━━ ТЕКСТ СТРАНИЦЫ

Лорин Слейтер - Открыть ящик Скиннера
Я поднимаюсь в свой кабинет. Уже стемнело, и на столике горит лампа, бросая вокруг желтые и золотые отсветы. Стены тоже выкрашены в теплый желтоватый цвет и увешаны изображениями фруктов — слив и груш. Я люблю свой кабинет. Мне очень нравится кот, толстый и мохнатый, который спит на кушетке и мурлычет так громко, что это похоже на стоны. Кот появился у нас недавно. Мы взяли его потому, что у нас завелись мыши — много, много мышей, скребущихся под полом и запутывающихся в проводах позади холодильника. Даже теперь, когда у нас есть кот, я слышу, как они шуршат в вентиляционных трубах. Должно быть, появился новый выводок. Я представляю себе этих крохотных существ, запах молока. Я слышу во сне этих оккупантов, этих ловкачей. Они играют и размножаются, грызут и карабкаются. Они прогрызают дырочки в коробках с печеньем, так что оттуда высыпается их добыча. Мыши… Надеюсь, они счастливы в нашем доме.

━━━━
━━ ЗАПИСАННЫЕ ДАННЫЕ

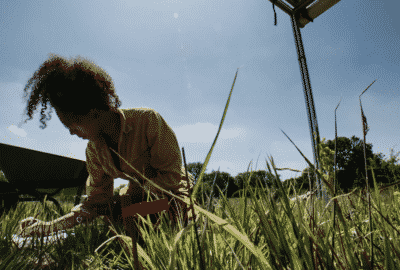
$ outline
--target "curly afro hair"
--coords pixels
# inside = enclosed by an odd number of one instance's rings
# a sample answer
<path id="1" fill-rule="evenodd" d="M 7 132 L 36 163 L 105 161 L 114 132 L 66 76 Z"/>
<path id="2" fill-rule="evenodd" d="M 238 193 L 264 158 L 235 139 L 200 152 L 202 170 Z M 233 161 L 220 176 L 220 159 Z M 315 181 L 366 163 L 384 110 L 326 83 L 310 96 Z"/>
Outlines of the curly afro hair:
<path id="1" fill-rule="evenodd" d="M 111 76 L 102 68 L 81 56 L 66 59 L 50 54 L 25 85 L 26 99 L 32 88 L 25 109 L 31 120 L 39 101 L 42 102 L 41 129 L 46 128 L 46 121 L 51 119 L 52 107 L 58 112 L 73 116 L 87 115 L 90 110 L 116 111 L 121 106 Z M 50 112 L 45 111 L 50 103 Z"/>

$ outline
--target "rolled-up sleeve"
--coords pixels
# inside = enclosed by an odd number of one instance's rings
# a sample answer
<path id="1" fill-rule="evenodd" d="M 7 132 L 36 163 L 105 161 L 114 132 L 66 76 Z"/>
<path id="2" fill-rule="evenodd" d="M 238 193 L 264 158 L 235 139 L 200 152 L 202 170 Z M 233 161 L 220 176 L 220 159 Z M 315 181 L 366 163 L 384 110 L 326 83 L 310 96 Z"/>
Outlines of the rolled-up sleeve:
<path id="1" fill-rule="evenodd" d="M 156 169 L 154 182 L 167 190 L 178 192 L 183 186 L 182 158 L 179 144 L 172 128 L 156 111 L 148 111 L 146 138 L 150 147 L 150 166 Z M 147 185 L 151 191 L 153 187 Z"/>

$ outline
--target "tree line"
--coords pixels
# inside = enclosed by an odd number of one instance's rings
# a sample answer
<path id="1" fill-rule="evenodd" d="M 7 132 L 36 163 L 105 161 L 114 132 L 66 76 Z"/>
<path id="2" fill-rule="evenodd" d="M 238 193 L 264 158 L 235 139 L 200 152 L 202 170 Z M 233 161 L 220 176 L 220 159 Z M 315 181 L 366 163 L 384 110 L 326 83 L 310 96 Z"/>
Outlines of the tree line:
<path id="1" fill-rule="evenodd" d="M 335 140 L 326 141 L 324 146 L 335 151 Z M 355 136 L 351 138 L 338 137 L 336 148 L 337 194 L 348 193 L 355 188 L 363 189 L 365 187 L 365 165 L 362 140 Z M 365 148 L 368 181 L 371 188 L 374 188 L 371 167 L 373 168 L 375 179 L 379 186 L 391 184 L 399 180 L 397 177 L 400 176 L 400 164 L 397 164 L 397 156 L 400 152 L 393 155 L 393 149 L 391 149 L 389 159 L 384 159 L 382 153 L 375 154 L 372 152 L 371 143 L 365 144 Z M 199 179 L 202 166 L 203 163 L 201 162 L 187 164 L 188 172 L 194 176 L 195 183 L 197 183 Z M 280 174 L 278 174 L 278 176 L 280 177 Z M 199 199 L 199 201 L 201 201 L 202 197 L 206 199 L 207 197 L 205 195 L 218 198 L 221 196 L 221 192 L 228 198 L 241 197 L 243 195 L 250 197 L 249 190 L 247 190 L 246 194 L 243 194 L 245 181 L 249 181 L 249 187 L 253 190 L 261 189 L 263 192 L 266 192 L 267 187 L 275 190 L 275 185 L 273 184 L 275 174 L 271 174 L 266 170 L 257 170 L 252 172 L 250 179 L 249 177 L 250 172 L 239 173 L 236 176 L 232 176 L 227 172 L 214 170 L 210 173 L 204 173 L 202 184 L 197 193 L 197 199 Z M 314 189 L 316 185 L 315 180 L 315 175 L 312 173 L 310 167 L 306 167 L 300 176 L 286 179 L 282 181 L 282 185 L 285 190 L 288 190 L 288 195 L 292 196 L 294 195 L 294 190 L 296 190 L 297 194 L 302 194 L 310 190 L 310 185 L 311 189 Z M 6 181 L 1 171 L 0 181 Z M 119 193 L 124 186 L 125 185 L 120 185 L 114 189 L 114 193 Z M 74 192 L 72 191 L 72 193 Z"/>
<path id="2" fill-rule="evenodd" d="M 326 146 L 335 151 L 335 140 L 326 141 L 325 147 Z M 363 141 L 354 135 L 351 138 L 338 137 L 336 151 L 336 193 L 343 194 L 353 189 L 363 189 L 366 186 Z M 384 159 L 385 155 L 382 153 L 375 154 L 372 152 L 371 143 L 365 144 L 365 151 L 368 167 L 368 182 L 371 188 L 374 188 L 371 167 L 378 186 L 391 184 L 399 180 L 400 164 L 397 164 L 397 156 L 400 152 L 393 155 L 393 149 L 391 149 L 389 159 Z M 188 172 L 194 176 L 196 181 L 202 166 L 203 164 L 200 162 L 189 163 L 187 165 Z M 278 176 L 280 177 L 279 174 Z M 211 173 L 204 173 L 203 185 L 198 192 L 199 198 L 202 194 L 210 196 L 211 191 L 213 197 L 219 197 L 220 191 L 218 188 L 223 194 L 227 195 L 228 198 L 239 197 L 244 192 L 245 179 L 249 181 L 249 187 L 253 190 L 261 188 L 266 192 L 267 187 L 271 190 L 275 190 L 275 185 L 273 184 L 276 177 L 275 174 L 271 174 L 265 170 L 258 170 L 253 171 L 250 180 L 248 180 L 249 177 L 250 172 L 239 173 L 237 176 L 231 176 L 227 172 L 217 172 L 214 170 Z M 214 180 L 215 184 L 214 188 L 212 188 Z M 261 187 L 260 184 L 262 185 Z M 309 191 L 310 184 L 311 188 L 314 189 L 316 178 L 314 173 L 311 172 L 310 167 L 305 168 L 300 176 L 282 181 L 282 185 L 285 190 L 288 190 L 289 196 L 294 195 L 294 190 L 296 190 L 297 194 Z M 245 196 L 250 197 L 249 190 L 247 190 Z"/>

━━━━

ЦЕЛЬ УПРАЖНЕНИЯ =
Перечислите все действия мышей, названные в тексте страницы в предложении, которое начинается словами «Они играют». Листинг здесь никакой роли не играет.

ОТВЕТ НА ЗАДАНИЕ =
Играют, размножаются, грызут, карабкаются.